### INPUT MATERIAL
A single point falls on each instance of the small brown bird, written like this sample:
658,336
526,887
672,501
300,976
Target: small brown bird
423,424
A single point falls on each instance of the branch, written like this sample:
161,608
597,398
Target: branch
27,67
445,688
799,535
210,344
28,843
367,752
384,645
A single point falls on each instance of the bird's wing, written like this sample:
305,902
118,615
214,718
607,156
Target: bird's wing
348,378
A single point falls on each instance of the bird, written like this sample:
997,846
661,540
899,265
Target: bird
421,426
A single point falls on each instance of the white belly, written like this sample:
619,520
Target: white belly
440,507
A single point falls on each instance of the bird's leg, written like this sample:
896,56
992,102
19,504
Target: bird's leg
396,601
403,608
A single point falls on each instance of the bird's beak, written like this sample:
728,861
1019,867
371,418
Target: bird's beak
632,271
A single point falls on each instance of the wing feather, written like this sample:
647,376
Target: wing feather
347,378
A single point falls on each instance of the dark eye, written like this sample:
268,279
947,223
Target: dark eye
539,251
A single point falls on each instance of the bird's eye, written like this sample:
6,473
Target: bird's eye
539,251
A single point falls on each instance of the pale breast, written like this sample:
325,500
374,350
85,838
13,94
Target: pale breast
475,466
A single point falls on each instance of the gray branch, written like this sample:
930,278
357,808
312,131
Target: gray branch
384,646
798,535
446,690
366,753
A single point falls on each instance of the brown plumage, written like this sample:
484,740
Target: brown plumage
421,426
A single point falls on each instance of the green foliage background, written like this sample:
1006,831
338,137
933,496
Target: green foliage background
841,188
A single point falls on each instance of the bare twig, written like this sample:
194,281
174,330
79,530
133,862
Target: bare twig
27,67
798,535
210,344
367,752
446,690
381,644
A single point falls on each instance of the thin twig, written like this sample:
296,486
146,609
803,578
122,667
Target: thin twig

### WHAT IS BEING ASKED
Extract all of the items above, reproducing every line verbatim and in its original order.

### RIGHT ANSWER
A single point falls on each instance of the small brown bird, written like this sample:
658,336
526,887
672,501
300,976
Target: small brown bird
423,424
A single point falls on each instance of the branch, written like this sample:
161,608
597,398
Target: branch
27,67
445,688
799,535
210,344
28,843
367,752
384,645
A single point falls on each instance of the bird's wing, written like this sample:
305,902
118,615
214,718
607,156
Target: bird's wing
348,378
A single point falls on each instance of the bird, written like this sample:
997,846
661,540
899,265
Target: bird
421,426
A single point falls on each instance of the white belly, written like this sample:
619,520
Target: white belly
440,507
A single point falls on each instance of the bird's leg, written like this sample:
896,56
992,102
19,504
Target: bird's leg
396,601
403,608
A single point falls on each instance of the bird's beak, written like this sample:
728,861
1019,867
371,418
Target: bird's beak
632,271
A single point falls on each instance of the wing feather, written like this sample:
647,376
Target: wing feather
347,378
A single point falls on each instance of the dark eye, written like this sample:
268,279
947,223
Target: dark eye
539,251
A single point falls on each instance of the bird's eye, written like this sample:
6,473
Target: bird's eye
539,251
A single point falls on each instance of the pale breast, written like this sample:
325,500
374,350
85,838
13,94
Target: pale breast
475,466
A single point falls on each instance of the gray branch, written like this sample:
930,278
357,808
312,131
Target: gray branch
384,646
798,535
446,690
366,753
A single point falls on each instance of the brown plumage, written like this sample:
484,740
Target: brown plumage
421,426
A single point falls on each instance of the green foliage background, written like this sample:
1006,831
338,137
933,496
Target: green foliage background
841,188
A single point falls on each instance of the bare twig, written like this sample:
194,281
174,330
79,530
133,862
Target: bare twig
27,67
798,535
210,344
367,752
446,690
381,644
A single point falls on each instance of the thin twig, written like this sample:
296,486
146,609
803,578
122,667
Target: thin twig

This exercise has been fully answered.